REQUEST.
Transcribe the records exactly. Pictures do not belong in the transcription.

++++ RECORD LIST

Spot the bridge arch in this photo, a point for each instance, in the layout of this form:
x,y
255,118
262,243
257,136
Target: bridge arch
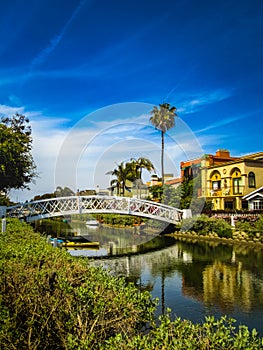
x,y
35,210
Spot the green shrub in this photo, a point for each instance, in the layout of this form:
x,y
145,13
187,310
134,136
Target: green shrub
x,y
50,300
184,335
203,225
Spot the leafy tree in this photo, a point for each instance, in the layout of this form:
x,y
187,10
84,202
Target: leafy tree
x,y
171,196
64,192
139,164
17,168
163,119
156,192
122,172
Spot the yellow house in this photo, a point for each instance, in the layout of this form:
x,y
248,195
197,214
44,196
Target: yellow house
x,y
226,183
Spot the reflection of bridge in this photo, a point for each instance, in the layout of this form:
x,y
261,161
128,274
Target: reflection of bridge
x,y
31,211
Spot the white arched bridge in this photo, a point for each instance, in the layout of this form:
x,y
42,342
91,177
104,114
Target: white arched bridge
x,y
32,211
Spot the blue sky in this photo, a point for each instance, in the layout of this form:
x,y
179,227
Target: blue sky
x,y
66,64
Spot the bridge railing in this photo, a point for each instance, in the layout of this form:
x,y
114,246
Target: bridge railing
x,y
94,204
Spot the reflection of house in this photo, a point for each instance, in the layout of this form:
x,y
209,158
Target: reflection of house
x,y
255,199
228,183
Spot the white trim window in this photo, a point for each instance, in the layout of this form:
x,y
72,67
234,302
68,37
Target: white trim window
x,y
258,204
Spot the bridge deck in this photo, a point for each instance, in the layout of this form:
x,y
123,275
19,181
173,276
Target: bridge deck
x,y
36,210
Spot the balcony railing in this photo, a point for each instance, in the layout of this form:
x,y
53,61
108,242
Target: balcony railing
x,y
225,192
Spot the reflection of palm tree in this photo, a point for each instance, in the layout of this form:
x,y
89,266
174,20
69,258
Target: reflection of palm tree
x,y
163,118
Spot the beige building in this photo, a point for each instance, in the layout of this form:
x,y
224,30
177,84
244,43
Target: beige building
x,y
226,184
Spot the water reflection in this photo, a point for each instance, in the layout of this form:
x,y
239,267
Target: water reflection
x,y
196,279
192,277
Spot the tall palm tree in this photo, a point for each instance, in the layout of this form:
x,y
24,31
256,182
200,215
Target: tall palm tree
x,y
137,165
142,163
163,119
122,172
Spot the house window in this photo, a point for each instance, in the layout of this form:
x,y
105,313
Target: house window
x,y
251,180
245,204
216,185
258,204
237,185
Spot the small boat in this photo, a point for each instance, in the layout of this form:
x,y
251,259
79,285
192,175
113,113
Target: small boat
x,y
92,223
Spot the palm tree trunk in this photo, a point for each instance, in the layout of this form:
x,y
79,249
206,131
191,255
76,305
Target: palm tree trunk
x,y
162,158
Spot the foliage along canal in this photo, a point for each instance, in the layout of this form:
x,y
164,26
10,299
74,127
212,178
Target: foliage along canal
x,y
191,277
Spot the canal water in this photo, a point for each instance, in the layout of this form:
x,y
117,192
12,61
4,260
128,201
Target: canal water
x,y
191,277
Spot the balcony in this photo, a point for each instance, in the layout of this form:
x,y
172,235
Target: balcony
x,y
226,191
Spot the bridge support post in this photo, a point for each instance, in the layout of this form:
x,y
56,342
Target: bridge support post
x,y
3,224
79,205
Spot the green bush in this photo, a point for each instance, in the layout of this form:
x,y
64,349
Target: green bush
x,y
184,335
50,300
203,225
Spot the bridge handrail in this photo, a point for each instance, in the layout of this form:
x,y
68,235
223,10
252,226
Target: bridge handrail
x,y
94,203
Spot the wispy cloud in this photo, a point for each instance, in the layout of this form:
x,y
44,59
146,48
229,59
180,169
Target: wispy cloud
x,y
54,42
222,122
195,102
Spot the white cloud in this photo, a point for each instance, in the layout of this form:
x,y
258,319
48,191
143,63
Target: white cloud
x,y
79,157
197,101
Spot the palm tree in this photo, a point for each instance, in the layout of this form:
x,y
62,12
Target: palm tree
x,y
137,165
122,172
163,119
142,163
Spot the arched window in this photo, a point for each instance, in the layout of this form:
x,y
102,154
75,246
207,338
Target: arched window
x,y
236,181
215,181
251,180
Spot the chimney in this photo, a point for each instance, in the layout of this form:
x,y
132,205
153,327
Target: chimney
x,y
223,153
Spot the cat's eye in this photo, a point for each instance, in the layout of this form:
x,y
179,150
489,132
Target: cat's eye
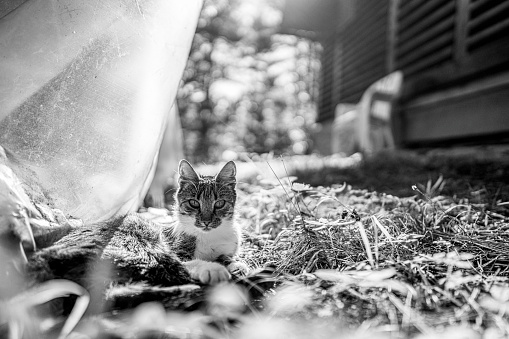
x,y
194,203
219,204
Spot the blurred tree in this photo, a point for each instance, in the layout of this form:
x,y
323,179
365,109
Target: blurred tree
x,y
246,88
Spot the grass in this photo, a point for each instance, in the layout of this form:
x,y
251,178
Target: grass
x,y
401,245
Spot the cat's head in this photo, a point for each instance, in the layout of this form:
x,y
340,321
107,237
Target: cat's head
x,y
205,202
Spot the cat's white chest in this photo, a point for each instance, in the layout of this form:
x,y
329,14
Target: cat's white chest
x,y
223,240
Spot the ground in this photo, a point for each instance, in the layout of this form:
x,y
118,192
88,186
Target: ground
x,y
400,245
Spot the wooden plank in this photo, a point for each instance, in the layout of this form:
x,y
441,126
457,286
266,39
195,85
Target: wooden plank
x,y
427,23
478,115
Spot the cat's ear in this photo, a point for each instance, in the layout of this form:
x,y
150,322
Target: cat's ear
x,y
227,173
187,172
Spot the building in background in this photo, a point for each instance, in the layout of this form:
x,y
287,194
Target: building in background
x,y
454,55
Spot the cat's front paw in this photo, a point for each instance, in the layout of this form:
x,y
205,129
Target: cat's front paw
x,y
207,272
237,268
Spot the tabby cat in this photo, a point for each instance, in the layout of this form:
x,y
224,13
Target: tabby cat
x,y
200,247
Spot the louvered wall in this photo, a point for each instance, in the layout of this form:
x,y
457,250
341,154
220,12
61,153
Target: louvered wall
x,y
438,43
454,55
488,21
425,34
354,56
455,58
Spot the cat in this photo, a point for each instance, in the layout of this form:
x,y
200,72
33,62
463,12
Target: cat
x,y
208,235
200,247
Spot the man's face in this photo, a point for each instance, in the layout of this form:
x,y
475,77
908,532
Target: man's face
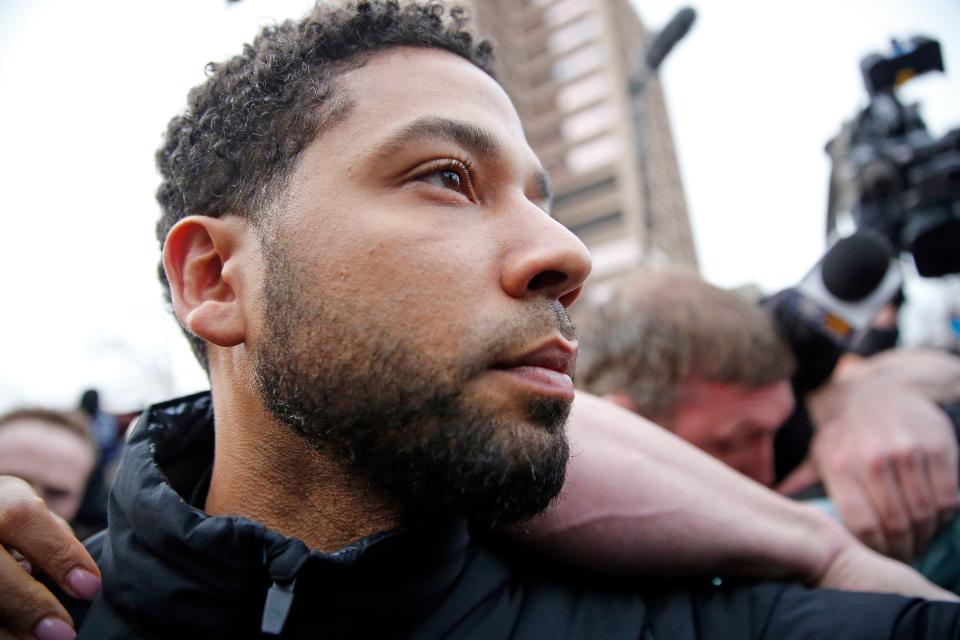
x,y
413,308
735,424
53,460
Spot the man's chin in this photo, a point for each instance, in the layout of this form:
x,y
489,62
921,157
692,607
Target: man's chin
x,y
523,484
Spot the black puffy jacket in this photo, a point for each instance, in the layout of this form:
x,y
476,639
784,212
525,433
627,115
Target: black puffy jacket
x,y
171,571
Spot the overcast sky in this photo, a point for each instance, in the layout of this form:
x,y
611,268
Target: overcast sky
x,y
86,88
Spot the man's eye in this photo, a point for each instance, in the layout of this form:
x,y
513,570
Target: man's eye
x,y
448,174
446,179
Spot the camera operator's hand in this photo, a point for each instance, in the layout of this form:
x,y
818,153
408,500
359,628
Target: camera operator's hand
x,y
856,568
888,457
32,539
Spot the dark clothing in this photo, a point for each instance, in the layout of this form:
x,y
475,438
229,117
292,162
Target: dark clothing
x,y
169,570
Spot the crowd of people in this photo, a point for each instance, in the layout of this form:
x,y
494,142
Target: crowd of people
x,y
356,240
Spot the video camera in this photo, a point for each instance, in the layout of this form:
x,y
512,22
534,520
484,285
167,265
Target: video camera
x,y
891,174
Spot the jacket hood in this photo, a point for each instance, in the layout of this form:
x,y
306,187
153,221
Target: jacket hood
x,y
169,566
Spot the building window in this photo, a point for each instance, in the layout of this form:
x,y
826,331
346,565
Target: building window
x,y
564,10
593,154
598,224
584,91
573,35
578,63
588,122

++++++++

FULL OUTPUT.
Spot the bridge arch in this photo, a point for each instance, in the layout of this form:
x,y
255,118
262,243
257,136
Target: bridge arch
x,y
35,210
Spot the green shrub in this photo, a point for each instance, in the layout of this form:
x,y
145,13
187,310
134,136
Target: green shrub
x,y
50,300
184,335
203,225
Spot the leafy tree in this photo, a point for each instance, in the layout of this form:
x,y
187,10
84,202
Target: leafy tree
x,y
171,196
64,192
139,164
17,168
163,119
156,192
122,172
Spot the yellow house in this photo, a point for each instance, in the layout of this form:
x,y
248,195
197,214
44,196
Target: yellow house
x,y
226,183
Spot the reflection of bridge in this photo, a point for each instance, in the layout of this form:
x,y
261,161
128,274
Target: reflection of bridge
x,y
31,211
Spot the white arched bridge in this photo, a point for each instance, in the layout of this form:
x,y
42,342
91,177
104,114
Target: white arched bridge
x,y
32,211
Spot the blue sky in this photo, a point for each instance, in the layout of this form:
x,y
179,227
Target: blue sky
x,y
66,64
Spot the bridge railing in this photo, a point for each instance, in the layout of this form:
x,y
114,246
Target: bridge railing
x,y
94,204
Spot the reflection of house in this photo, a point for each instance, in the layout of this form:
x,y
209,158
Target: reflection of house
x,y
255,199
228,183
Spot the white trim window in this photo, a point for each instance, in the layout of this form:
x,y
72,67
234,302
68,37
Target: white trim window
x,y
258,204
Spot the bridge deck in this photo, a point for each instance, in the layout of this form:
x,y
123,275
19,181
173,276
Target: bridge deck
x,y
36,210
Spot the balcony railing in this photo, a point for each instance, in the layout of this form:
x,y
53,61
108,242
Target: balcony railing
x,y
225,192
Spot the reflection of palm tree in this photo, a point for each instance, in the layout of this form:
x,y
89,266
174,20
69,258
Target: reflection of palm tree
x,y
163,118
Spot the beige building in this photo, a point for each instance, in the layout of this form:
x,y
224,30
177,84
244,43
Target: beige building
x,y
226,184
Spot the water reflection in this photo, a point for each instance, in the layout of this form:
x,y
239,267
Target: water reflection
x,y
196,279
192,277
Spot the tall palm tree in this photo, a point for each instance, in the layout of this form:
x,y
24,31
256,182
200,215
Target: tall palm tree
x,y
137,165
142,163
163,119
122,172
Spot the house window in this photo, a point for each instance, in the layout of this form:
x,y
105,313
Target: house window
x,y
251,180
245,204
216,185
258,204
237,185
Spot the small boat in this photo, a point for each instance, in the layout of this form:
x,y
251,259
79,285
192,175
113,113
Target: small boat
x,y
92,223
Spot the palm tree trunk in this photo, a point for each instance, in the layout of this form:
x,y
79,249
206,131
191,255
76,305
Target: palm tree trunk
x,y
162,158
Spot the foliage along canal in this photo, a point for each instance, in the layout of this form:
x,y
164,26
10,299
74,127
212,178
Target: foliage along canal
x,y
191,277
Spot the canal water in this photo, a point for each instance, in the layout of this form:
x,y
117,192
12,61
4,260
128,201
Target: canal water
x,y
191,277
Spot the balcony in this photo, a point for each instance, in the layout of this form:
x,y
172,235
Target: balcony
x,y
226,191
Spot the bridge support post in this photo, a point for each instance, in the layout of this form:
x,y
56,342
Target: bridge support post
x,y
3,224
79,205
Spot the green bush in this photo, a point for each instance, in the layout of this form:
x,y
64,349
Target: green bush
x,y
184,335
50,300
203,225
Spot the bridge handrail in this photo, a point for each instance, in the layout of this form:
x,y
68,235
223,10
252,226
Target: bridge handrail
x,y
94,203
Spot the wispy cloud in this photo, a point for each instance, in the layout of this form:
x,y
44,59
146,48
229,59
180,169
Target: wispy cloud
x,y
54,42
222,122
195,102
Spot the white cloud in this photo, a point for each instance, in the layout of this form:
x,y
258,319
48,191
143,63
Target: white cloud
x,y
79,157
197,101
Spot the palm tree in this photo, a point for each instance, in the layout of this form:
x,y
62,12
Target: palm tree
x,y
137,165
122,172
163,119
142,163
Spot the arched window in this photo, a point for each instance, in the layout of this form:
x,y
102,154
75,246
207,338
Target: arched window
x,y
236,181
215,181
251,180
Spot the chimney in this photo, a point for each instance, in the layout of this form:
x,y
132,205
153,327
Target: chimney
x,y
223,153
Spot the cat's eye in this photo, a point for each instance, in the layout of this form:
x,y
179,150
489,132
Target: cat's eye
x,y
194,203
219,204
Spot the blurred tree in this photo, a point for each instance, in the layout of this form:
x,y
323,179
365,109
Target: blurred tree
x,y
246,88
Spot the grass in this photo, a point for each instance, in the layout of this form:
x,y
251,178
Target: grass
x,y
401,245
Spot the cat's head in this photo, a point for each instance, in the layout of this form:
x,y
340,321
107,237
Target: cat's head
x,y
205,202
Spot the cat's white chest in this photo, a point for each instance, in the layout of this form:
x,y
329,14
Target: cat's white chest
x,y
223,240
Spot the ground in this photo, a point for each instance, in the layout of this form:
x,y
118,192
88,186
Target: ground
x,y
400,245
Spot the wooden plank in this photo, a point for each instance, in the layout of this form:
x,y
441,126
457,286
266,39
195,85
Target: wooden plank
x,y
427,23
478,115
Spot the cat's ear in this photo, a point for each instance, in the layout of this form:
x,y
150,322
Target: cat's ear
x,y
227,173
187,172
Spot the building in background in this photo, a point for each instance, in the layout of this form:
x,y
287,194
Target: building in background
x,y
454,55
Spot the cat's front paw in this photo, a point for each instance, in the layout of this form:
x,y
205,129
Target: cat's front paw
x,y
207,272
237,268
Spot the tabby cat in this photo, a point for each instance, in the layout of this form:
x,y
224,13
Target: tabby cat
x,y
200,247
Spot the louvered wall in this photo, a point for each instance, in the layout of this form:
x,y
457,250
341,154
220,12
61,153
Target: louvered wall
x,y
438,43
454,55
488,21
425,34
354,56
455,58
Spot the cat in this photo, a point for each instance, in the layout of this form:
x,y
200,72
33,62
463,12
Target: cat
x,y
208,235
200,247
Spot the man's face in this photo, a point for each instance, in the layout of this form:
x,y
475,77
908,532
Target: man's face
x,y
413,308
735,424
53,460
Spot the man's chin in this photo, a point for each instance, in the layout of this form:
x,y
489,62
921,157
692,607
Target: man's chin
x,y
523,484
Spot the black puffy jacket in this photo, a point for each instance, in the layout of this form:
x,y
476,639
784,212
525,433
627,115
Target: black puffy jacket
x,y
171,571
Spot the overcast sky in this photo, a point for each instance, in the layout of this form:
x,y
611,268
Target: overcast sky
x,y
86,88
Spot the man's eye in this photo, a point for each instance, in the layout of this form:
x,y
513,570
Target: man's eye
x,y
448,174
446,179
Spot the camera operator's hand in this photo, a point for each instance, in the layout of this form:
x,y
818,153
408,500
359,628
Target: camera operator's hand
x,y
856,568
888,457
32,539
Spot the dark clothing in this photo, a point for each instance, in the layout of this form:
x,y
475,438
229,117
292,162
Target: dark clothing
x,y
169,570
Spot the crowd of people in this photo, a point for each instance, in the layout of this form:
x,y
494,142
Target: crowd of people
x,y
356,240
Spot the video camera in this photo, a point for each instance, in the layout of this form:
x,y
512,22
534,520
484,285
167,265
Target: video camera
x,y
891,174
Spot the jacket hood in this photo, a point for each instance, in the layout of this form:
x,y
306,187
153,221
Target: jacket hood
x,y
169,566
Spot the building window in this photo, a point for each instance, in the layout of this form:
x,y
826,331
346,565
Target: building window
x,y
564,10
593,154
598,224
584,91
573,35
578,63
588,122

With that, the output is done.